• [EXERCISE TASK]: Please copy out every line of the records below, word for word and unchanged.

• [EXTRACTED DATA]:
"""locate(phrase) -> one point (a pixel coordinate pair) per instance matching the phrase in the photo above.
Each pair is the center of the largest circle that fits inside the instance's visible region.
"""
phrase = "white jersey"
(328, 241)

• [EXERCISE ANSWER]:
"""locate(phrase) -> one point (a pixel coordinate pair) per instance matching the phrase in the photo above.
Each pair is the center of the largest circle that fits inside the instance's visible region.
"""
phrase = "white jersey"
(328, 241)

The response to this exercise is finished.